> SOURCE PASSAGE:
## START

John Liver Eating Johnston, The Real-Life Jeremiah Johnson

John Liver Eating Johnston

John Liver Eating Johnston. Farmer, sailor, teamster, trapper, hunter, guide, scout, deputy, Union Private, trader, and more. A frontiersman born in New Jersey, sailing the seas then digging for gold in the Montana Territory and continuing to live a robust, adventurous life in the west dodging arrows, bullets, fists, weather, animals, until the frailty of old age came upon him.

John Liver Eating Johnston was known as John Johnson, Jack Johnson, John Johnston, Liver Eating Johnson, the Livereater,  and probably other names no one would dare say with him nearby. He was noted to be surly, extremely strong and a loner. But did you know his birth name was Garrison?

What kind of man was he? What was his roots? What did he do to be remembered even now 107 years after his demise? And, who is he related to? Where is he buried? How big was he?

There are many seeking the answers to these questions and more.

Do, write in, ask, seek answers, add your own findings. Information is out there, in archives, libraries, diaries, and folk’s dusty memories. A culmination of gathered facts can bring Johnston’s real life to canvas.

One of the better short biogaphies has been written by a young man by the name of Skyler Gabel:

Skyler Gabel
Cody
8th Grade

“Liver Eating” Johnston

Liver Eating Johnson was a violent, drunk, mountain of a man who didn’t have a very high reputation but was by no doubt the most fearless fighter and he became a legend.  Johnston was built like a brick wall with a towering height over six feet tall and weighing 280 pounds none of which was fat.

There are not very many books written on “Liver Eating” Johnson.  There was the fictional movie Jeremiah Johnson and then the fictional Crow Killer: The Saga of Liver Eating Johnson by Raymond Thorpe and Richard Bunker.  Finally, I found a knowledgeable researched source that was just published in 2008:  The Avenging Fury of the Plains by Dennis John Mclelland Ed.D.

## END

> EXERCISE DETAILS: According to the passage on John "Liver Eating" Johnston, how much did he weigh? These lines come from a separate source.

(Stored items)

## START

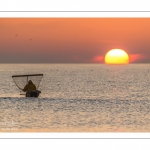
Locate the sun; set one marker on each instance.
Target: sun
(116, 56)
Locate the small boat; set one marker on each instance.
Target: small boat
(22, 82)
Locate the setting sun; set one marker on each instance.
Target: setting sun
(116, 56)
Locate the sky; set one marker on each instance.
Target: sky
(72, 40)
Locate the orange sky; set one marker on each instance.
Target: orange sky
(72, 40)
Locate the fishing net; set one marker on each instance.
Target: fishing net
(22, 80)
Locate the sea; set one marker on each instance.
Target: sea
(77, 98)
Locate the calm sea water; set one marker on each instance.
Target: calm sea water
(77, 98)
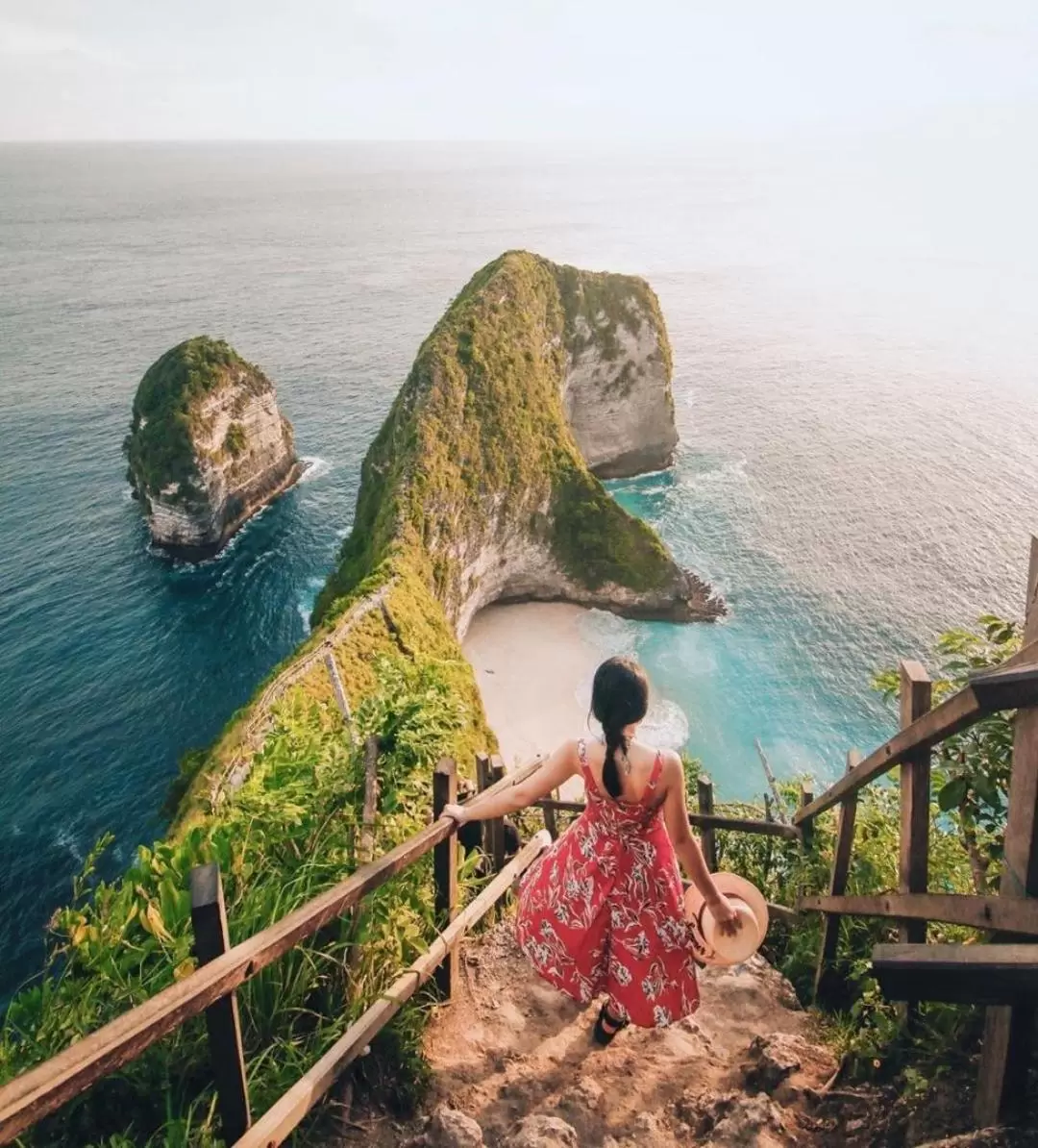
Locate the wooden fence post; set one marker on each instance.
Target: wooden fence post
(1009, 1031)
(837, 887)
(445, 870)
(209, 921)
(914, 860)
(483, 781)
(704, 790)
(806, 827)
(497, 771)
(339, 692)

## END

> RESPONSE FOR THIS EXERCISE: He weighed 280 pounds, none of which was fat.